◆ **YOUR TASK**
Rewrite the material below, changing each "Provide the outline" to "Trace the outline" and leaving everything else as it is.

◆ **TASK DATA**
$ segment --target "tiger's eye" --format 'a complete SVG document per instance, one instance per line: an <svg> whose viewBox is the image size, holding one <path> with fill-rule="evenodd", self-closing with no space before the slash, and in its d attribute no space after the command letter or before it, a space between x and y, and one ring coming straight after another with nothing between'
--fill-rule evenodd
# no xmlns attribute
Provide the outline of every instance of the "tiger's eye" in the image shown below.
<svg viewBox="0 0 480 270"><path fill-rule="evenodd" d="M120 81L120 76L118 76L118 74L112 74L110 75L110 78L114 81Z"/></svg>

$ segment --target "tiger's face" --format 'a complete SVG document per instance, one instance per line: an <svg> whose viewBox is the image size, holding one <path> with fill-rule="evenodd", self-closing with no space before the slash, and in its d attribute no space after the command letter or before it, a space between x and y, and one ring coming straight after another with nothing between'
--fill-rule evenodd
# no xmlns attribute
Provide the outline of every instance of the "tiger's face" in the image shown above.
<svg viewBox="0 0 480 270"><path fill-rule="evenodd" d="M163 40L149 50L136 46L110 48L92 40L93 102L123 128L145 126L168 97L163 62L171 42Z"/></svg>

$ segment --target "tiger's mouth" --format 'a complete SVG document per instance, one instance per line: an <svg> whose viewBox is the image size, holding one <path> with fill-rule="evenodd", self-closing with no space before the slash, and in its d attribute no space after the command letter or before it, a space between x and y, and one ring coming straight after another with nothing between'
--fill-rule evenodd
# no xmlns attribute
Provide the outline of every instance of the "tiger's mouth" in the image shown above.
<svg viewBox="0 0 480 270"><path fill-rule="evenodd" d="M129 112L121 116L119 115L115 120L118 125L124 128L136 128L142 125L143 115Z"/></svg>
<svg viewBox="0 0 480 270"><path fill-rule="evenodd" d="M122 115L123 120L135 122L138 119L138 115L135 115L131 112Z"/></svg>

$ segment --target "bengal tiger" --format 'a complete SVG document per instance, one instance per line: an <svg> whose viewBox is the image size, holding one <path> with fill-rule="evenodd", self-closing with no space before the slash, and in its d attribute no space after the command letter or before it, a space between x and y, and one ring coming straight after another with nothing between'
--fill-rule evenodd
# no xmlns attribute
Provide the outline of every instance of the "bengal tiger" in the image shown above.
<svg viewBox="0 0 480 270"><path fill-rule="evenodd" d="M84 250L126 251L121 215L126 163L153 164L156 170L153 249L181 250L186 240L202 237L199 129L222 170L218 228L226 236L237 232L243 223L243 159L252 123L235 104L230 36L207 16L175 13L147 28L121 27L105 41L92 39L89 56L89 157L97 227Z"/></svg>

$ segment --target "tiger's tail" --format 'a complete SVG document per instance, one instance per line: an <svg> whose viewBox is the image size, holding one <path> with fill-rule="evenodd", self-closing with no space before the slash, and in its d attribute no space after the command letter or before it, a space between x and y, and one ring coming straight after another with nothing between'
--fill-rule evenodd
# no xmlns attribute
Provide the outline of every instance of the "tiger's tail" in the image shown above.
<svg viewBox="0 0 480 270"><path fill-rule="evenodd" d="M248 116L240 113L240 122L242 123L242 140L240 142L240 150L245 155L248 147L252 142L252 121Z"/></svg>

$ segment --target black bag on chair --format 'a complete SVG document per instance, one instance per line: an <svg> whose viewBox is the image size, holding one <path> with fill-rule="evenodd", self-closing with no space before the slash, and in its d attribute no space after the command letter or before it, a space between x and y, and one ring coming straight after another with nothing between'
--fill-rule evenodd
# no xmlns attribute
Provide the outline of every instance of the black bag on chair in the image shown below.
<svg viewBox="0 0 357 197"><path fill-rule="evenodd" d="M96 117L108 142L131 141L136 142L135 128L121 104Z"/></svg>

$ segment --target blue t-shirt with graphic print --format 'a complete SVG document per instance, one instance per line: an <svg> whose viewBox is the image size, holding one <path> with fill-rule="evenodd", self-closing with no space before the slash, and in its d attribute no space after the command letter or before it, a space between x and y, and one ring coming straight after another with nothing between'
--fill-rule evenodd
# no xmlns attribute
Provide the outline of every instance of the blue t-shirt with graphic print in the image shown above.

◆ **WRITTEN SOLUTION**
$ segment --target "tiger's eye" --format 'a complete SVG document per instance, one instance per line: an <svg> whose viewBox is the image size, holding one <path> with fill-rule="evenodd", self-closing with no space before the slash, and in its d attribute no space after the command letter or before it, a space between x and y, and one ring coming straight after another with nothing between'
--fill-rule evenodd
# no xmlns attribute
Trace the outline of every instance of the "tiger's eye" in the image shown below.
<svg viewBox="0 0 480 270"><path fill-rule="evenodd" d="M120 81L120 76L118 76L118 74L112 74L110 75L110 78L114 81Z"/></svg>

$ segment --target "tiger's face" --format 'a complete SVG document per instance, one instance per line: an <svg> whose viewBox is the image size, holding one <path> with fill-rule="evenodd", self-closing with no space before the slash, and in its d attribute no space after the command letter or before it, a space between x and y, and one ring coming straight after another with nothing between'
--fill-rule evenodd
# no xmlns attribute
Trace the outline of every instance of the "tiger's face" in the image shown above.
<svg viewBox="0 0 480 270"><path fill-rule="evenodd" d="M163 40L149 50L136 46L110 48L92 40L93 102L123 128L145 126L168 97L163 62L171 42Z"/></svg>

$ segment --target "tiger's mouth" --format 'a complete SVG document per instance, one instance per line: an <svg> whose viewBox is the image size, holding one <path> with fill-rule="evenodd", self-closing with no space before the slash, and in its d attribute no space after the command letter or before it, a space between x and y, and one ring coming straight after another with nothing between'
--fill-rule evenodd
# no xmlns attribute
Trace the outline of every instance of the "tiger's mouth" in the image shown above.
<svg viewBox="0 0 480 270"><path fill-rule="evenodd" d="M129 112L121 116L119 115L115 120L118 125L124 128L136 128L142 125L143 115Z"/></svg>
<svg viewBox="0 0 480 270"><path fill-rule="evenodd" d="M122 115L123 120L135 122L138 119L138 115L135 115L131 112Z"/></svg>

$ segment --target "bengal tiger" --format 'a complete SVG document per instance, one instance per line: an <svg> whose viewBox is the image size, holding one <path> with fill-rule="evenodd", self-closing with no space before the slash, and in its d attribute no space after the command letter or before it, a space between x and y, and one ring coming straight after another with nothing between'
--fill-rule evenodd
# no xmlns attribute
Trace the outline of every instance of the "bengal tiger" in the image shown above.
<svg viewBox="0 0 480 270"><path fill-rule="evenodd" d="M84 250L126 251L121 215L126 163L153 164L156 170L153 249L181 250L186 240L202 237L199 129L222 170L218 228L226 236L237 232L243 223L243 159L252 123L235 104L230 36L207 16L175 13L147 28L121 27L105 41L92 39L89 56L89 157L97 227Z"/></svg>

$ segment --target "tiger's tail" --format 'a complete SVG document per instance, one instance per line: an <svg> whose viewBox is the image size, holding one <path> with fill-rule="evenodd", self-closing with no space before the slash, and in its d attribute no space after the command letter or before it, a space between x and y, and one ring coming straight after another with nothing between'
--fill-rule evenodd
# no xmlns attribute
Trace the outline of every instance of the "tiger's tail" in the image shown above.
<svg viewBox="0 0 480 270"><path fill-rule="evenodd" d="M248 116L240 113L240 122L242 123L242 140L240 142L240 150L245 155L248 147L252 142L252 121Z"/></svg>

$ segment --target black bag on chair --format 'a complete SVG document per instance, one instance per line: an <svg> whose viewBox is the image size, holding one <path> with fill-rule="evenodd", self-closing with no space before the slash, and in its d attribute no space after the command letter or before it, a space between x and y, and one ring coming straight after another with nothing between'
--fill-rule evenodd
# no xmlns attribute
Trace the outline of every instance of the black bag on chair in the image shown below.
<svg viewBox="0 0 357 197"><path fill-rule="evenodd" d="M96 117L108 142L131 141L136 142L135 128L121 104Z"/></svg>

$ segment --target blue t-shirt with graphic print --format 'a complete SVG document per instance, one instance per line: an <svg> whose viewBox is the image size, holding one <path> with fill-rule="evenodd", self-closing with no space before the slash, and in its d attribute no space after the command letter or before it, a space between x and y, and one ring coming straight after another with nothing between'
--fill-rule evenodd
# no xmlns attribute
Trace the outline of every instance of the blue t-shirt with graphic print in the image shown above.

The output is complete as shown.